[TASK REQUIREMENTS] Copy the whole listing below word for word, from its first line to its last, and leave out the picture.

--- Start of EXERCISE MATERIALS ---

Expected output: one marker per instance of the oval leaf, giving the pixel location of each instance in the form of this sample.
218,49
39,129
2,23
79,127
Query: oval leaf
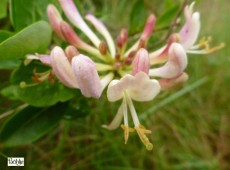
32,39
39,95
30,124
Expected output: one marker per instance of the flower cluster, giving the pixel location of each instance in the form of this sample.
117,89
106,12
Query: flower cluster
131,74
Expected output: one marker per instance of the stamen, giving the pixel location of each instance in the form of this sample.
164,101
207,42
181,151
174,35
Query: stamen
204,47
127,130
103,67
141,131
132,110
40,77
24,85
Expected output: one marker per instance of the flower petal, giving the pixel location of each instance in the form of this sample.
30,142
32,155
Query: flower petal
117,119
62,68
86,74
54,19
100,27
139,88
141,62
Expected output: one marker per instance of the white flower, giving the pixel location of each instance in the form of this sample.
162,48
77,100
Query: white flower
138,88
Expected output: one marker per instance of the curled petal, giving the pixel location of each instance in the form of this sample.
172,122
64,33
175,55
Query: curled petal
74,16
54,19
147,32
191,28
161,55
86,74
100,27
138,87
62,68
176,64
141,62
116,121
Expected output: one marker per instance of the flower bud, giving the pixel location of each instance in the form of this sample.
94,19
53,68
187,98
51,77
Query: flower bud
124,35
55,19
149,25
141,62
62,68
171,84
119,42
86,74
70,52
70,35
103,48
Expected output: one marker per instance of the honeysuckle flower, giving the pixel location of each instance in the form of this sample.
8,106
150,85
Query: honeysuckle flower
190,31
128,88
141,62
100,27
126,72
62,68
55,19
87,77
173,83
187,37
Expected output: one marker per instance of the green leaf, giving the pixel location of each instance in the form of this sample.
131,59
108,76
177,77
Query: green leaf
166,18
4,35
32,39
79,107
22,13
30,124
43,94
3,8
10,92
138,17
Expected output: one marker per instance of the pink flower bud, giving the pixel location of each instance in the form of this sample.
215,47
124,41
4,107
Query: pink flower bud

--- End of EXERCISE MATERIALS ---

[TASK RESPONSE]
Expected output: one marker per instance of the oval leaf, giving the pixel location of each instance in the form of this sample.
218,49
39,129
2,23
79,127
Query: oval leaf
32,39
39,95
30,124
Expected output: one marker per instance of the flower cluster, giving the pixel location of each instance in the form of this sample.
117,89
106,12
Query: flower cluster
131,74
Expected output: one marker per instance of the stamen, giving the pixel location of each instance in the form of this sample.
164,101
207,42
181,151
174,35
Query: stamen
204,47
127,130
103,67
141,131
132,110
40,77
24,85
Expected output: one marker per instance of the flower petal, giving the pixel location of each instance in the form of this sample.
30,142
32,155
Query: flower petal
117,119
62,68
86,74
54,19
100,27
139,88
141,62
Expected output: one marker per instance of the white flower, giving the pixel location of each instance in the form of this sample.
162,48
77,100
Query: white flower
138,88
Expected output: one marker per instance of the curled petal, giving the pixel location of each instance in the form of this sample.
172,122
64,33
175,55
Query: curled petal
74,16
54,19
147,32
191,28
161,55
86,74
100,27
138,87
62,68
176,64
141,62
116,121
Expected output: one marker per instance of the flower bud, giving the pixel location of each instance in the form of this sample.
94,19
53,68
187,98
51,77
Query: flower bud
124,35
55,19
149,25
141,62
62,68
171,84
119,42
86,74
70,52
70,35
103,48
Expected output: one marker per instance of the honeysuckle flower, giving the pixel location of each instance in the form of this sample.
8,106
150,85
Query: honeysuckle flower
190,31
128,88
141,62
100,27
126,72
62,68
55,19
87,77
173,83
187,37
Expected output: one marker per instance of the green leaf, giving the pixel location of each instance in the form of this sample.
131,59
108,76
177,77
Query: green leaf
166,18
4,35
32,39
79,107
22,13
30,124
43,94
3,8
10,92
138,17
Expected output: one marker per instance of the pink flower bud, giving the pixel location of each instance in the form of this sample.
215,47
124,41
4,107
Query: pink flower bud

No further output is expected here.